**Texte choisi**.
Toutefois, par jugement du 29 janvier 2018, le Conseil de prud’hommes de Paris a débouté pour la première fois un chauffeur Uber de sa demande de requalification car ce dernier avait la liberté de travailler selon les horaires et les jours qui lui convenaient.
Néanmoins, l’Urssaf d’Ile-de-France ne considère pas les travailleurs Uber comme indépendant en ayant assigné la société en redressement de cotisations sociales en vertu du lien de subordination juridique. Mais, le Tribunal des affaires de la sécurité sociale a annulé fin 2016 pour vice de forme la demande de redressement de cotisations de 5 millions d’euros. Le contentieux est toujours en cours pour le problème de fond s’attachant à qualification du statut des chauffeurs de la plateforme.

**Entrées fournies**.

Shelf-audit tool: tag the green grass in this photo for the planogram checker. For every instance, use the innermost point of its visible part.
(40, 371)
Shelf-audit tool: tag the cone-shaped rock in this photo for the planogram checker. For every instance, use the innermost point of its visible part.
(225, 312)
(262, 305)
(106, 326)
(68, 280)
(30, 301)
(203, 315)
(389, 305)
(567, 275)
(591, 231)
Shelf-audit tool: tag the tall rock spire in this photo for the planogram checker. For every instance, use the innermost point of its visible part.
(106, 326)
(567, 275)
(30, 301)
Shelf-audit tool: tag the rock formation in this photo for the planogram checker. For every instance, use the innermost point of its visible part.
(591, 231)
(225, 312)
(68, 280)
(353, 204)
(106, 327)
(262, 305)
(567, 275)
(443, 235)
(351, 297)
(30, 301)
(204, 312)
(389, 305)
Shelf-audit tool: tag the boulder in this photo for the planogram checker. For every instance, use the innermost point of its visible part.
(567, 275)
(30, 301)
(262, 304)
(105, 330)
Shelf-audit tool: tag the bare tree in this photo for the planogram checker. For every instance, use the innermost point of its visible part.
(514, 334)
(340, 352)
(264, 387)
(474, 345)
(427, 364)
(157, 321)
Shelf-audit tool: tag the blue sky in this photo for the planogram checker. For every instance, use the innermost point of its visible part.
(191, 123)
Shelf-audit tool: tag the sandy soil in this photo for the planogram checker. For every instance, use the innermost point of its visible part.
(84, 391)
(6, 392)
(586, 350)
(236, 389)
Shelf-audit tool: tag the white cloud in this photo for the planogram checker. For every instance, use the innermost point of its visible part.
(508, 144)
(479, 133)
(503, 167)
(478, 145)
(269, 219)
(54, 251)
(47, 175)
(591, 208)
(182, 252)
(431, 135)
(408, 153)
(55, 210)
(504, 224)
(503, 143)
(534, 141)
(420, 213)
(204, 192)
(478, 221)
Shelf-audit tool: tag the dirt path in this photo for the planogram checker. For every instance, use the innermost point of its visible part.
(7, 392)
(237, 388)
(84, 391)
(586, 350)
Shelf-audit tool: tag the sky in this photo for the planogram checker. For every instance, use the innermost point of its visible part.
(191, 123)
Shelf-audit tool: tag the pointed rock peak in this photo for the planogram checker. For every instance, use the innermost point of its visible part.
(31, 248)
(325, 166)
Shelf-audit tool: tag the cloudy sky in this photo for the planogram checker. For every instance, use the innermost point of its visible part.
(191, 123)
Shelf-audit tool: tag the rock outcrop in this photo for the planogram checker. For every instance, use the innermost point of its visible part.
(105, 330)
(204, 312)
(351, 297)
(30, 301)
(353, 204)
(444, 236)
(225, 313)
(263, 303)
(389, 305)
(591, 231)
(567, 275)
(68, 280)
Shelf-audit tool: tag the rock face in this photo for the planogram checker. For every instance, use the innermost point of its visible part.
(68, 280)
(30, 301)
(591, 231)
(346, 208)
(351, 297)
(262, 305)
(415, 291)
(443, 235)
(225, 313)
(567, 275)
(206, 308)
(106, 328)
...
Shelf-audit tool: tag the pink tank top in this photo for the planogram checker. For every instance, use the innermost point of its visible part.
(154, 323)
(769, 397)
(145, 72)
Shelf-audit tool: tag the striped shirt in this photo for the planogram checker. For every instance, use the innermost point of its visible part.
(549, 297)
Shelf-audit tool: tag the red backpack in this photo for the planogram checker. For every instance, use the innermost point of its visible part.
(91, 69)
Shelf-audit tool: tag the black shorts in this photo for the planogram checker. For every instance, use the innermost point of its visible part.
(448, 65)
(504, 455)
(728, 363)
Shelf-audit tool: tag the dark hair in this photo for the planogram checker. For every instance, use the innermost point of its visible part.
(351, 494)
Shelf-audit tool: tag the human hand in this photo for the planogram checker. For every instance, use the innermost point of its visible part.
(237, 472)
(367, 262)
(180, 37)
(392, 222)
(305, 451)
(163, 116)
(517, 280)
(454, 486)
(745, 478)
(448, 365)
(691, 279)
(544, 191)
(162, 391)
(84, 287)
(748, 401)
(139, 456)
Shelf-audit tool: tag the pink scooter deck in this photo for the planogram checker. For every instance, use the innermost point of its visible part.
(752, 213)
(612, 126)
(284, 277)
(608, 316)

**Consigne rédigée**.
Prolongez le texte sur le statut des chauffeurs Uber en reprenant juste après sa dernière phrase.

**Bonne réponse**.
Les juges ont également eu à statuer sur la qualité de salarié des coursiers livreurs par décision du Conseil de prud’hommes de Paris du 27 septembre 2017 et de la cour d’appel de Paris du 12 octobre 2017 en les estimant comme travailleur indépendant.
Au final, le fort contentieux de cette nouvelle forme de relation de travail s’apprécie selon la situation de travail de chaque travailleur. Les horaires déterminés, l’absence de réelle autonomie, l’existence d’un pouvoir de sanction sont des critères majeurs pouvant conduire à la requalification.
Les juges vérifie donc si les critères du lien de subordination juridique du célèbre arrêt Société Générale liant le salarié et l’employeur peuvent traduire dans les faits la relation contractuelle entre le travailleur et l’exploitant de la plateforme : « Le lien de subordination est caractérisé par l’exécution d’un travail sous l’autorité de l’employeur qui a le pouvoir de donner des ordres et des directives, d’en contrôler l’exécution et de sanctionner les manquements de son subordonné. Le travail au sein d’un service organisé peut constituer un indice du lien de subordination lorsque l’employeur détermine unilatéralement les conditions d’exécution du travail. » (Cass. soc. 13 novembre 1996, Société Générale).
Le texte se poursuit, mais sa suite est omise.